【CCPC-Final 2019】G. Game on the Tree
G. Game on the Tree
题意:Alice 和 Bob 在一棵树上博弈,初始棋子位于根(1号节点),双方轮流操作,每次将棋子移动到另一个格子,并保证每次移动到距离严格大于上一次,不能操作者输。给定一棵树,问有多少包含1节点的联通块为后手胜。
Solution
考虑树的直径,考虑树的直径,如果一开始棋子位于直径中点,则无论先手如何移动,后手总可以将棋子移动到任意一个关于直径中点的对称点,而先手不能再做这个操作,所以后手胜。反之先手胜利。
所以需要统计包含根节点且根恰好是直径中点的联通块个数。
长链剖分。复杂度 \(O(n)\)。
\(f_{x, i}\) 表示以 \(x\) 为 LCA 且深度不超过 \(i\) 的联通块个数。
(我好像很不会写打 tag 的长链剖分,所以存一下)。
Code
#include "bits/stdc++.h"
using namespace std;
using ui=unsigned; using db=long double; using ll=long long; using ull=unsigned long long; using lll=__int128;
using pii=pair<int,int>; using pll=pair<ll,ll>;
template<class T1, class T2> istream &operator>>(istream &cin, pair<T1, T2> &a) { return cin>>a.first>>a.second; }
template <std::size_t Index=0, typename... Ts> typename std::enable_if<Index==sizeof...(Ts), void>::type tuple_read(std::istream &is, std::tuple<Ts...> &t) { }
template <std::size_t Index=0, typename... Ts> typename std::enable_if<Index < sizeof...(Ts), void>::type tuple_read(std::istream &is, std::tuple<Ts...> &t) { is>>std::get<Index>(t); tuple_read<Index+1>(is, t); }
template <typename... Ts>std::istream &operator>>(std::istream &is, std::tuple<Ts...> &t) { tuple_read(is, t); return is; }
template<class T1> istream &operator>>(istream &cin, vector<T1> &a) { for (auto &x:a) cin>>x; return cin; }
template<class T1> istream &operator>>(istream &cin, valarray<T1> &a) { for (auto &x:a) cin>>x; return cin; }
template<class T1, class T2> bool cmin(T1 &x, const T2 &y) { if (y<x) { x=y; return 1; } return 0; }
template<class T1, class T2> bool cmax(T1 &x, const T2 &y) { if (x<y) { x=y; return 1; } return 0; }
istream &operator>>(istream &cin, lll &x) { x=0; static string s; cin>>s; for (char c:s) x=x*10+(c-'0'); return cin; }
ostream &operator<<(ostream &cout, lll x) { static char s[60]; int tp=1; s[0]='0'+(x%10); while (x/=10) s[tp++]='0'+(x%10); while (tp--) cout<<s[tp]; return cout; }
#if !defined(ONLINE_JUDGE)
◇ ◇ ◇
待解问题:
(1) 根据这篇树上博弈题解,如果棋子一开始位于直径中点,哪一方获胜?
(2) 请从这篇树上博弈题解最后一行之后接着往下写。
◇ ◇ ◇
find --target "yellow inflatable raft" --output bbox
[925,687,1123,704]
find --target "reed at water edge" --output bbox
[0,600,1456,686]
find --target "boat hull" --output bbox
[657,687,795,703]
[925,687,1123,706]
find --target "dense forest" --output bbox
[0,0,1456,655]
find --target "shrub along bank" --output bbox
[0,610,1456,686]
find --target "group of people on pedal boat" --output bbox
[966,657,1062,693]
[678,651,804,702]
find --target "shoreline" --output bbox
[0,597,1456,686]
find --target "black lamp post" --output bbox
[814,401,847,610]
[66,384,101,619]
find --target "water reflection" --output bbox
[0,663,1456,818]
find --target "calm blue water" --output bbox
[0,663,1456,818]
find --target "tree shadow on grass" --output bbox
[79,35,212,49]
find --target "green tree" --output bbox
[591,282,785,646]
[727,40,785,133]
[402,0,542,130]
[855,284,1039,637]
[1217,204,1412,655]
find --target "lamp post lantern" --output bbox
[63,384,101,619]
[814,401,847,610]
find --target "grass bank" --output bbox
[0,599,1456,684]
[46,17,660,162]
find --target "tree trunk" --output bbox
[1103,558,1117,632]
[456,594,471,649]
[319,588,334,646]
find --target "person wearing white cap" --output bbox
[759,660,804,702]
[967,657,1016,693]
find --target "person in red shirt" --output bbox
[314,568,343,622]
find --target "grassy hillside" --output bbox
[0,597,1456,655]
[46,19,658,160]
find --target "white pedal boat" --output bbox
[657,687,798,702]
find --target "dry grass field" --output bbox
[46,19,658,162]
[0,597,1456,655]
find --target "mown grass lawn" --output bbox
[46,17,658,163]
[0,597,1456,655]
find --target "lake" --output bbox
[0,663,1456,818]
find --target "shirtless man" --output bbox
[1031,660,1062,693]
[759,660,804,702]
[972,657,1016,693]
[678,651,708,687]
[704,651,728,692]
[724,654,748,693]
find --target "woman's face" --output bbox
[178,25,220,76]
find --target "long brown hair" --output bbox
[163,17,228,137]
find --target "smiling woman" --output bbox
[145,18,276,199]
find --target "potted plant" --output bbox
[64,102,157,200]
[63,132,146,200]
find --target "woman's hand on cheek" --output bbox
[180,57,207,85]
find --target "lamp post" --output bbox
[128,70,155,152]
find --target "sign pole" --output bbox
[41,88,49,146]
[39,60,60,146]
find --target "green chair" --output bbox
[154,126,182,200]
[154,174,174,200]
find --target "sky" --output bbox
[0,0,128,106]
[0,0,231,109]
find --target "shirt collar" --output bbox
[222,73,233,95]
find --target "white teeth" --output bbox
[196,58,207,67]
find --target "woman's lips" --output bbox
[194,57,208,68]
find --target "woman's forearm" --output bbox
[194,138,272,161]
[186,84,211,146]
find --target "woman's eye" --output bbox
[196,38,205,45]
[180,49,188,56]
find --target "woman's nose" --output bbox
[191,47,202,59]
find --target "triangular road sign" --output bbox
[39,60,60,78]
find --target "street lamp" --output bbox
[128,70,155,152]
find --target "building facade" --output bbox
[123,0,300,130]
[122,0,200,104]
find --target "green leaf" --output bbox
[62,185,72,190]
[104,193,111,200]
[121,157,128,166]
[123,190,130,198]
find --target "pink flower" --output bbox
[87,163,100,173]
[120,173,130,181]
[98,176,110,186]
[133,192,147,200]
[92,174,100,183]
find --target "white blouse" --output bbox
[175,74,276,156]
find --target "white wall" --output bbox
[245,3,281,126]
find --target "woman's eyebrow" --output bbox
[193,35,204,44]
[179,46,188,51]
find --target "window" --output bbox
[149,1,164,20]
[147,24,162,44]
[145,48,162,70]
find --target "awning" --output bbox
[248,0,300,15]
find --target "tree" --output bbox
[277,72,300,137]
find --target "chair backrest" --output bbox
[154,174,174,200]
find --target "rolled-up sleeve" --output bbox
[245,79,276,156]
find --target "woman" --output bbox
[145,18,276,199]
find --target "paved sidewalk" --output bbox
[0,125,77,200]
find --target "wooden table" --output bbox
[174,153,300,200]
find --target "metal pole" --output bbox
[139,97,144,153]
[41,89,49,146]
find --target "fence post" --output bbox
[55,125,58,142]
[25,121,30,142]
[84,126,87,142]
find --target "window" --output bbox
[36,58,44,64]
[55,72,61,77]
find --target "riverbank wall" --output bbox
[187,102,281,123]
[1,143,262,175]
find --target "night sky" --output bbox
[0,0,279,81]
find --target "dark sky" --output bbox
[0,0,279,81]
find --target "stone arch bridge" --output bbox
◇ ◇ ◇
各题解答:
(1) 后手胜。

(2)
#include "my_header/IO.h"
#include "my_header/defs.h"
#else
#define dbg(...) ;
#define dbgx(...) ;
#define dbg1(x) ;
#define dbg2(x) ;
#define dbg3(x) ;
#define DEBUG(msg) ;
#define REGISTER_OUTPUT_NAME(Type, ...) ;
#define REGISTER_OUTPUT(Type, ...) ;
#endif
#define all(x) (x).begin(),(x).end()
#define print(...) cout<<format(__VA_ARGS__)
#define err(...) cerr<<format(__VA_ARGS__)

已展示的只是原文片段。